### ACTIVITY
Search the records for "mark". Report every line where it occurs.

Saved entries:
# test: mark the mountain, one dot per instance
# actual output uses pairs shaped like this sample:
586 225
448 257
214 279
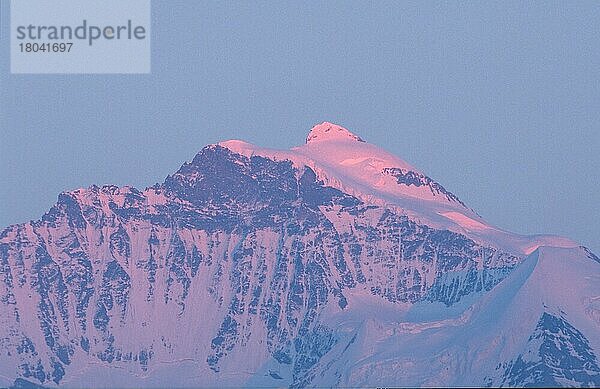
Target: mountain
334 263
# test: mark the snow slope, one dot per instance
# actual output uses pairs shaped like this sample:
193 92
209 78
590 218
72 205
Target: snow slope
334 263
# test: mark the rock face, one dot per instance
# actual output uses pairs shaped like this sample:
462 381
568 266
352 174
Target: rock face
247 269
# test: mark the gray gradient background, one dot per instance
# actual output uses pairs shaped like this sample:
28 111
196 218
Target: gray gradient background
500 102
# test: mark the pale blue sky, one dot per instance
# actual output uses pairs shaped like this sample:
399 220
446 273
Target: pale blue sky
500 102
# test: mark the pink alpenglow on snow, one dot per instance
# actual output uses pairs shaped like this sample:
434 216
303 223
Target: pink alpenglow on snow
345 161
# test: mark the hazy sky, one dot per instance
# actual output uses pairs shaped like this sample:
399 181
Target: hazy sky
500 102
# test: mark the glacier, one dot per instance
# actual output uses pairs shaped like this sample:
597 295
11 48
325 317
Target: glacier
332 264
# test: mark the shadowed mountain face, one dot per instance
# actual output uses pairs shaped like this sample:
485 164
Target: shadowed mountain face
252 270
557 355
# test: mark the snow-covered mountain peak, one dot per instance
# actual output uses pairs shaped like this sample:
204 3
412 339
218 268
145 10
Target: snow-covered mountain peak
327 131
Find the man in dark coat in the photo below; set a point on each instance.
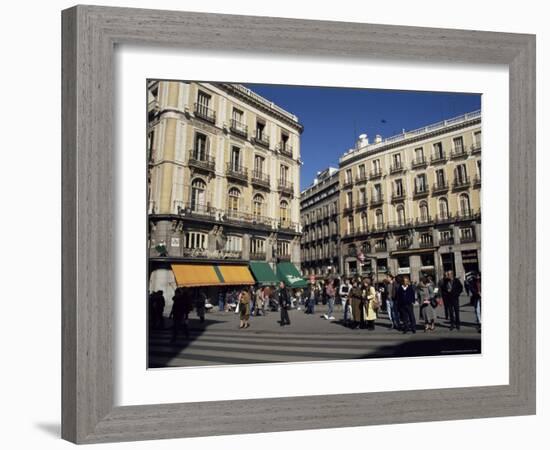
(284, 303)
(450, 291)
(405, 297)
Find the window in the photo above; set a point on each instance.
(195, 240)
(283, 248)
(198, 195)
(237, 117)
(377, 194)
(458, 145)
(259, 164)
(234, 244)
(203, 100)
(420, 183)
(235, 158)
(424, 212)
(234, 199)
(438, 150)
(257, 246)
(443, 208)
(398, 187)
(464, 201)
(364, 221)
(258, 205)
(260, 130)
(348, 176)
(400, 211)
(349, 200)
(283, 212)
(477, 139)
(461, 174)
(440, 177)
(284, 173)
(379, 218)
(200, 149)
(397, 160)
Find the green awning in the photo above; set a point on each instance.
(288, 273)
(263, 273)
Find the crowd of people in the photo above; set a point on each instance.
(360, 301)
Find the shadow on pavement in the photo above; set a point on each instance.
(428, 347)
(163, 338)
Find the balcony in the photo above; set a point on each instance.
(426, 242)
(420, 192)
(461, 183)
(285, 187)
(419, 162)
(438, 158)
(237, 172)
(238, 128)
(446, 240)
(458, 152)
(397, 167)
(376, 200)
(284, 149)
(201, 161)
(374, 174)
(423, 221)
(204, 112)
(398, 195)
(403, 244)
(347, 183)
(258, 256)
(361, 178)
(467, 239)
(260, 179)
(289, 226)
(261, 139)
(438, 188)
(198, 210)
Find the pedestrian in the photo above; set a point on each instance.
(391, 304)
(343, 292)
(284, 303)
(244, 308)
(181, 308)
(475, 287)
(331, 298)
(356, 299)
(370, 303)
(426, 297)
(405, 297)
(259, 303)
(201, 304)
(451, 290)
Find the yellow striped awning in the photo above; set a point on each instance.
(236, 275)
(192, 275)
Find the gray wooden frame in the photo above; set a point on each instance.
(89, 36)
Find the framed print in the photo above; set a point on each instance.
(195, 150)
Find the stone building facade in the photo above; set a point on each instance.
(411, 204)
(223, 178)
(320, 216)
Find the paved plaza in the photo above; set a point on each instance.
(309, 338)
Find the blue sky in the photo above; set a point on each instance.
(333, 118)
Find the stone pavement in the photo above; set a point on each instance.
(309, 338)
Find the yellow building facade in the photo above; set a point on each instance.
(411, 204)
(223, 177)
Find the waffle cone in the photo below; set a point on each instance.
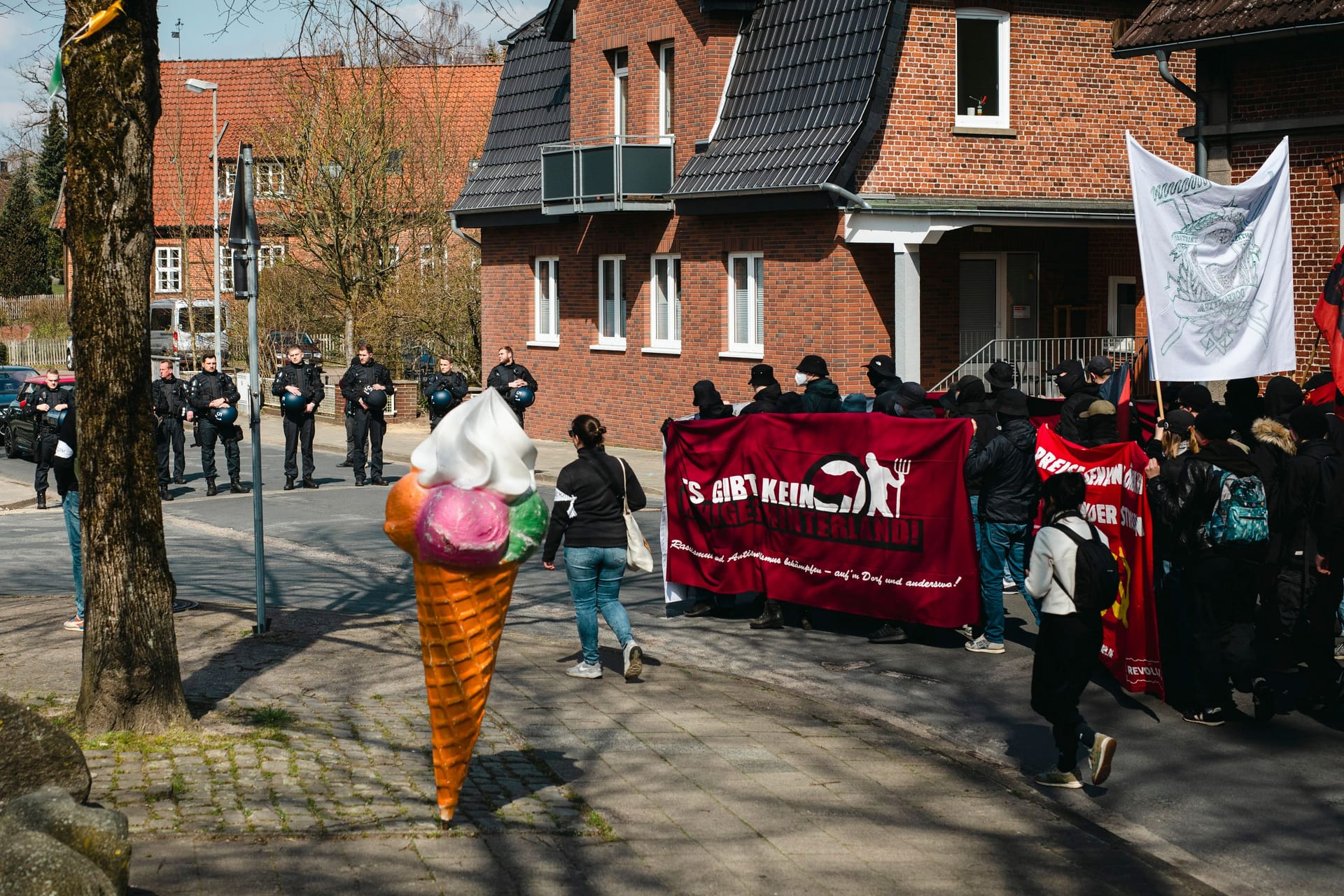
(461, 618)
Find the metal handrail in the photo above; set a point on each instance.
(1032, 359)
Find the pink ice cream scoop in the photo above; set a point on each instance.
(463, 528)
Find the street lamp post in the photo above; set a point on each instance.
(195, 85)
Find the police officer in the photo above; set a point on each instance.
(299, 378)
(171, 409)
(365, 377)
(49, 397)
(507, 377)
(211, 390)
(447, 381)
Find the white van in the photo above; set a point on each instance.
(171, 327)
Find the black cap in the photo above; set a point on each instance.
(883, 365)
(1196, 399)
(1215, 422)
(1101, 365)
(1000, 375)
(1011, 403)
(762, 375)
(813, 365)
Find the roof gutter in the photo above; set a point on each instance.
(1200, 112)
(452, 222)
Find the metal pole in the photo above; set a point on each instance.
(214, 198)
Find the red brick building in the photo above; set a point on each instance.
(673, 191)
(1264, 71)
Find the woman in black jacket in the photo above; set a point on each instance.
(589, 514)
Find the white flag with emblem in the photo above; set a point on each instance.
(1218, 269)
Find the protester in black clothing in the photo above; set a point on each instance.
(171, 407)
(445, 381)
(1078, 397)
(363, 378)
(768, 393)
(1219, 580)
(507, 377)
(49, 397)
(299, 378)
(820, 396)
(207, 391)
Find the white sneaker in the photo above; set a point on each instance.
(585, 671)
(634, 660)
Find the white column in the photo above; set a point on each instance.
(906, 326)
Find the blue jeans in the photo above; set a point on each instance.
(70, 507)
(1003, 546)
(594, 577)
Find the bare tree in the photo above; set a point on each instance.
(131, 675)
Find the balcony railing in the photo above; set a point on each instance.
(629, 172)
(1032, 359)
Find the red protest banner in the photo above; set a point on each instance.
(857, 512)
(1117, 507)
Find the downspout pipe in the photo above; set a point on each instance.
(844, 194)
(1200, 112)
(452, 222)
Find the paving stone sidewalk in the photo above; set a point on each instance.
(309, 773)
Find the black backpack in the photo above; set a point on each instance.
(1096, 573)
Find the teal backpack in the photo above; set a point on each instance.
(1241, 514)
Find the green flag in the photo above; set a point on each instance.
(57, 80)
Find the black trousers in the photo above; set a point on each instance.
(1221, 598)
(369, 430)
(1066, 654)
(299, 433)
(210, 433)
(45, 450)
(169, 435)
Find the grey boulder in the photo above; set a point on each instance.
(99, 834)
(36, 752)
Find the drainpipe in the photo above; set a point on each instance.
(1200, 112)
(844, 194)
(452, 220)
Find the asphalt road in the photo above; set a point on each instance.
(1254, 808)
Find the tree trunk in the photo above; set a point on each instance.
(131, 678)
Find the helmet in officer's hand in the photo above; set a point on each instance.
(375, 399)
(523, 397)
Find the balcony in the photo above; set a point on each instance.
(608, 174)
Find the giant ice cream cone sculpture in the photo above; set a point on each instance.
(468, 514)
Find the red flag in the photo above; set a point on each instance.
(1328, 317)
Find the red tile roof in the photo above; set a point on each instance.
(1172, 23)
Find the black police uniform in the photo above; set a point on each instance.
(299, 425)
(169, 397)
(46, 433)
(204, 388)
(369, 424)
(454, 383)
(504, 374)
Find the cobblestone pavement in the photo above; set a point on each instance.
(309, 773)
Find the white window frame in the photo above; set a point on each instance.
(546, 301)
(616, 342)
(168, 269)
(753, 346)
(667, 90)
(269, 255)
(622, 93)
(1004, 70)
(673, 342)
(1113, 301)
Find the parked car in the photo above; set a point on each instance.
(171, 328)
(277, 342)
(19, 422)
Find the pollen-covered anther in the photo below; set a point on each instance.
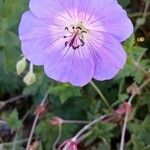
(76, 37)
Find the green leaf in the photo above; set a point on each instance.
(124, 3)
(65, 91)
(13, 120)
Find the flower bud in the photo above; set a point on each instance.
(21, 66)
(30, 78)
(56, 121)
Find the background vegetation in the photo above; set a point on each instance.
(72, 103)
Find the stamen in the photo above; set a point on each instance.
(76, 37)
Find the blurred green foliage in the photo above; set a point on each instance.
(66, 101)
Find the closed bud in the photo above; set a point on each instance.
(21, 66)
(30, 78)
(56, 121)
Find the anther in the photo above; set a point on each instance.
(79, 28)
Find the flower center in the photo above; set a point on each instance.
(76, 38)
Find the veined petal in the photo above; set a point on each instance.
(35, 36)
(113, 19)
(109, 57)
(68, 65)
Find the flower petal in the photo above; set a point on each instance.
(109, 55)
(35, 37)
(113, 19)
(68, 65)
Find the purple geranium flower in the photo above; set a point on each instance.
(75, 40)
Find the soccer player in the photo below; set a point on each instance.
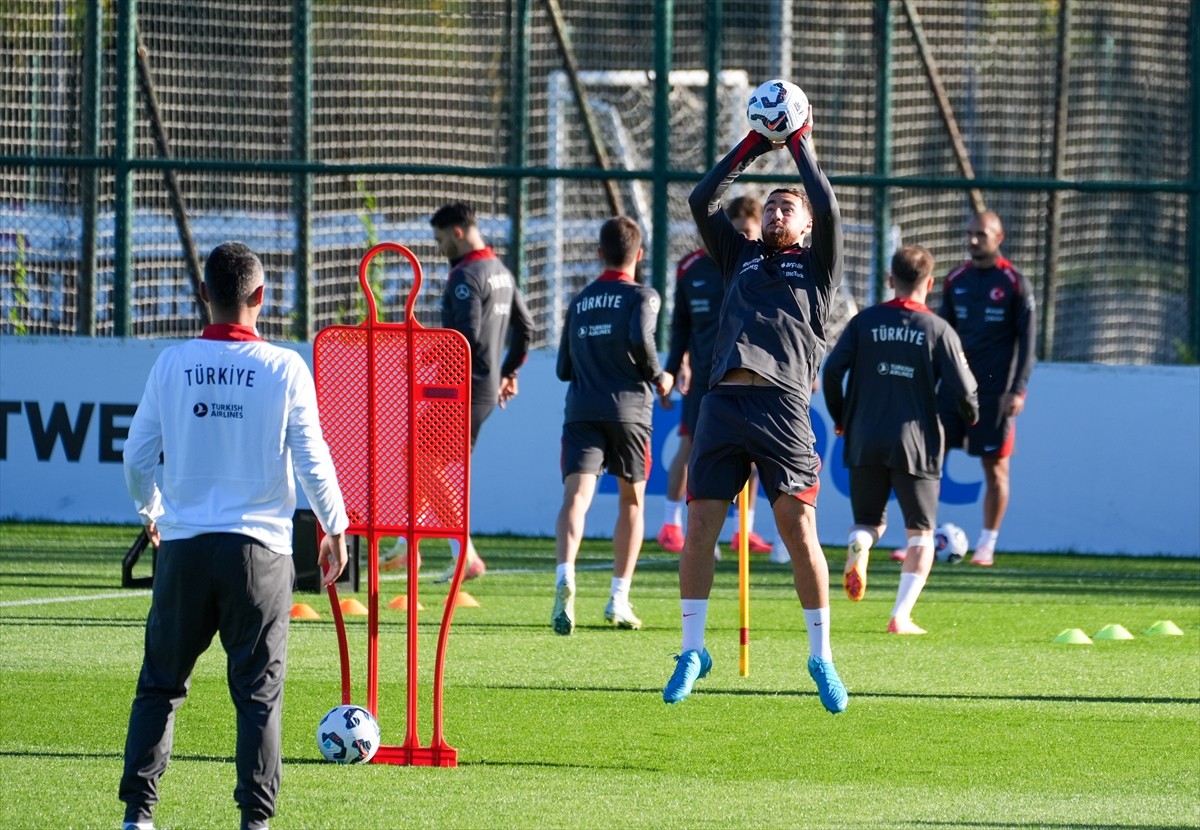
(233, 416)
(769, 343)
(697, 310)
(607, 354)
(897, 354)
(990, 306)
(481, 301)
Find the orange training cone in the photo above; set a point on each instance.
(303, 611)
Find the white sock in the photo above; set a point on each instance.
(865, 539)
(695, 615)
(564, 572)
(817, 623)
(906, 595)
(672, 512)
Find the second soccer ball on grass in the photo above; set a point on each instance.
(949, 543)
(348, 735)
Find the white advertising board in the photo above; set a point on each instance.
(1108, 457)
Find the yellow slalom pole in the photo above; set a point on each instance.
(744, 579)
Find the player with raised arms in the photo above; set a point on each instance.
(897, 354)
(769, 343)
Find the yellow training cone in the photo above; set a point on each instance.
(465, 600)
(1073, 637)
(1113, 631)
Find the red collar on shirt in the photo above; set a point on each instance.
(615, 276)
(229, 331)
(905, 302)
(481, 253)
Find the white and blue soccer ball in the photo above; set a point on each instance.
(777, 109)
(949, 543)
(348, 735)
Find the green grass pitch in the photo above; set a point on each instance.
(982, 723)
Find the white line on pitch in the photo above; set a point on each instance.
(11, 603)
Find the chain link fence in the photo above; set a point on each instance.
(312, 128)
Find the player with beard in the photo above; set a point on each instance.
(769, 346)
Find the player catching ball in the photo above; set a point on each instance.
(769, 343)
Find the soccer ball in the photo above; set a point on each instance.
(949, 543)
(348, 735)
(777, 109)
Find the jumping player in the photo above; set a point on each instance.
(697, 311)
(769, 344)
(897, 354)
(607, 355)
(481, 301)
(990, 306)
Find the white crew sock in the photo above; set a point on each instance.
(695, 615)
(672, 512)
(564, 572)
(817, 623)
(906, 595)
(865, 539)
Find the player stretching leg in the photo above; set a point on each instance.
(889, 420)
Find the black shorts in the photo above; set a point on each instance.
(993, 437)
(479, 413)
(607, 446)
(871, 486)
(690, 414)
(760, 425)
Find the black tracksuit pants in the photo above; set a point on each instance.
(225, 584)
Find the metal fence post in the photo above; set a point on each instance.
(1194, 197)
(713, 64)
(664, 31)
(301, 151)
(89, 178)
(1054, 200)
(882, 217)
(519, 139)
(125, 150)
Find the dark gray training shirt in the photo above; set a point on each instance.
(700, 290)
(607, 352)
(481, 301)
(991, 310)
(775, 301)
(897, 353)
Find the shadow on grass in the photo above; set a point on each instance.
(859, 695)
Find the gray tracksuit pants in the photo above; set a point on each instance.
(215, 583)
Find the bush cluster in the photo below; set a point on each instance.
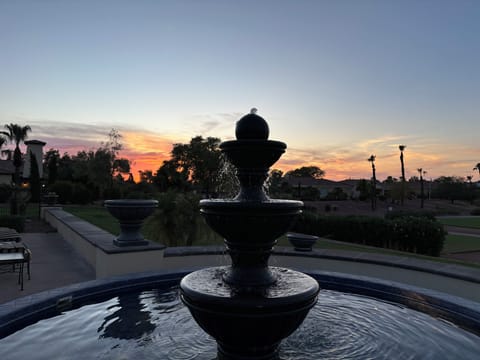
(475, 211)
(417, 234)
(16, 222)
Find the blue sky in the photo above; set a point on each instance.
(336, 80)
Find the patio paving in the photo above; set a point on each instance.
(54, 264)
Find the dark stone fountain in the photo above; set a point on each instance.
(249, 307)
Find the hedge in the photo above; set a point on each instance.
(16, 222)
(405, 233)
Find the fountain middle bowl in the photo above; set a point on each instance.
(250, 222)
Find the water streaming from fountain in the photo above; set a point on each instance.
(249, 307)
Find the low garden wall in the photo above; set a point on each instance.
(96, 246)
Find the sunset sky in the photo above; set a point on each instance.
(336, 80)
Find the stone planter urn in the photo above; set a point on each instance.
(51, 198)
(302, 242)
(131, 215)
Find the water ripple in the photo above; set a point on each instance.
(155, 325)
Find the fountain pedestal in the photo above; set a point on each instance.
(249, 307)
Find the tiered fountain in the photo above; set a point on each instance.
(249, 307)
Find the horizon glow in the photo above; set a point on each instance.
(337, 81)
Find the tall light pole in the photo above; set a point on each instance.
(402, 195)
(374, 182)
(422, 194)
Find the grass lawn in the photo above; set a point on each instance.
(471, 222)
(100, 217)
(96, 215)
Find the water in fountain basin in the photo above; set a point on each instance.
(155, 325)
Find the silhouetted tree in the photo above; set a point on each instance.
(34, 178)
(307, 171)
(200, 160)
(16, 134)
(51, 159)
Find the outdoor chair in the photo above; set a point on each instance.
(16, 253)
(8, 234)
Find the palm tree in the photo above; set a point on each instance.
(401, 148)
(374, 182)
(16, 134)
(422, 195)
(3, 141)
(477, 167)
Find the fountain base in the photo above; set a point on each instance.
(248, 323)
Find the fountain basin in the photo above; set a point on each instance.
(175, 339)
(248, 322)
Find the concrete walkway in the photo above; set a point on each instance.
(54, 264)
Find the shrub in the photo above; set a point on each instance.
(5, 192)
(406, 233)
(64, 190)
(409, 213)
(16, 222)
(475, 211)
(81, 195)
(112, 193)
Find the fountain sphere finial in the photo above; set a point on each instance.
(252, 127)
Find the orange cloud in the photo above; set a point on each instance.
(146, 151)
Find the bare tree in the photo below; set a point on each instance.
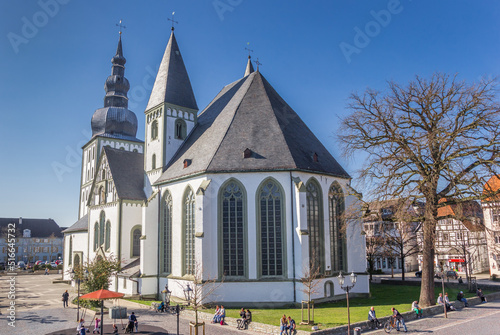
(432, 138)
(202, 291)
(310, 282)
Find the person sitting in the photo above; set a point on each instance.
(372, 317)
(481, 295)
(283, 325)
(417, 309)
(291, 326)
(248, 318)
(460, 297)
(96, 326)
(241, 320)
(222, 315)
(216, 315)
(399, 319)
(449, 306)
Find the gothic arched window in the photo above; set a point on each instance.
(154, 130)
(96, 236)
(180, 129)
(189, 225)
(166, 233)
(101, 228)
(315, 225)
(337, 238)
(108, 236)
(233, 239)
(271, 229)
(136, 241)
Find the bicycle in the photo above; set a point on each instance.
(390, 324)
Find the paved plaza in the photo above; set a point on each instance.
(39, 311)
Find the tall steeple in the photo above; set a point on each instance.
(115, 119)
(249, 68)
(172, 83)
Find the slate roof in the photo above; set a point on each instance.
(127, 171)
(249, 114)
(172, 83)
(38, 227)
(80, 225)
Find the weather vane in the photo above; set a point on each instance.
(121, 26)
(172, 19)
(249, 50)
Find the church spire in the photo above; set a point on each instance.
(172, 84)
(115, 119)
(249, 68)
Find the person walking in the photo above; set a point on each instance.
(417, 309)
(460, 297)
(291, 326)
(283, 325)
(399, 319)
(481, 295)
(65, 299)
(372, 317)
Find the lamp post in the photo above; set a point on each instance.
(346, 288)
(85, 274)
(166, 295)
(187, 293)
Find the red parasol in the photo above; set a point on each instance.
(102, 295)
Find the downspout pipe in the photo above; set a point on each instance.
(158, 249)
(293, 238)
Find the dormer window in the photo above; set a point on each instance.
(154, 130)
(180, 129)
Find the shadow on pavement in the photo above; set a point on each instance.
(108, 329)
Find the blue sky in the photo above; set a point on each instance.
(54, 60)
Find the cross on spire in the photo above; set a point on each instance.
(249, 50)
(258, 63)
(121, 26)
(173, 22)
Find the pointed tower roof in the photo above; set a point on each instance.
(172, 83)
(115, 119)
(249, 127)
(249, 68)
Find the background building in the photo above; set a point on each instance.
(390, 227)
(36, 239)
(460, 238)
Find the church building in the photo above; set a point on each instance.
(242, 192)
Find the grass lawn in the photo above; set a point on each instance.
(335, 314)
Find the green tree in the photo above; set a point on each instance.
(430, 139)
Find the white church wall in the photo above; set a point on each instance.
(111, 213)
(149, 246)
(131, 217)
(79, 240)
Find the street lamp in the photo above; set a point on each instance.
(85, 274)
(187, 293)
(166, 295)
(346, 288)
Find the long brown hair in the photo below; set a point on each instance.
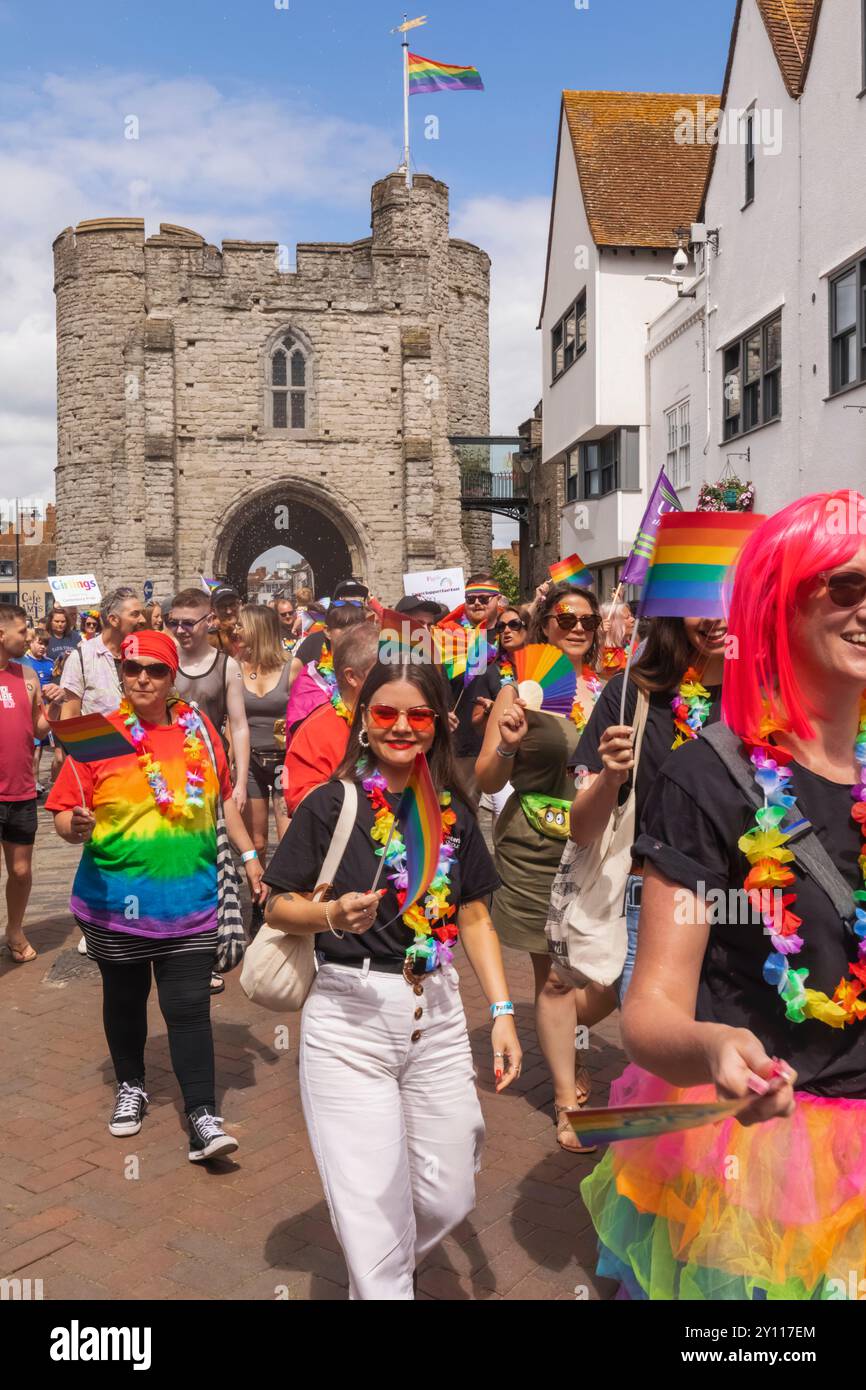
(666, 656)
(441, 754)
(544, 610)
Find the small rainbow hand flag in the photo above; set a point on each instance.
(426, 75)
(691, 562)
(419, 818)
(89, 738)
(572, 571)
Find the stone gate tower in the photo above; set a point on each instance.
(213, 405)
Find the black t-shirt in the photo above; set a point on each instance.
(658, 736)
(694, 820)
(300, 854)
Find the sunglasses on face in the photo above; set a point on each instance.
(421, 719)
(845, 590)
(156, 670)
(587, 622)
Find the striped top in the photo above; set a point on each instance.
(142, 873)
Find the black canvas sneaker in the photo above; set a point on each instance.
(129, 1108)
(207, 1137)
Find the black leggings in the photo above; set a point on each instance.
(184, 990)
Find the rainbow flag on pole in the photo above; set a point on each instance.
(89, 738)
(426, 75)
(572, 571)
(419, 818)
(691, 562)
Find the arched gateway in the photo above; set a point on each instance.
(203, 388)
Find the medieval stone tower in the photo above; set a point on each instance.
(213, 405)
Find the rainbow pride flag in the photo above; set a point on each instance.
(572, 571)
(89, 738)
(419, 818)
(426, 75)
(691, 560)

### PROBLEM SOLUTION
# test: mark the mountain, one dot per instance
# test: mark the snow slope, one dot per instance
# test: mark the rock face, one dot per instance
# test: mark the gray gradient background, one dot per instance
# test: mark the pale blue sky, one dot per instance
# test: mark the pink alpenglow on snow, one dot per instance
# test: mark the hazy sky, one dot per instance
# test: mark the glacier, one dot per instance
# test: mark the shadowed mountain face, one dot per instance
# test: mark the snow-covered mountain peak, one dot per instance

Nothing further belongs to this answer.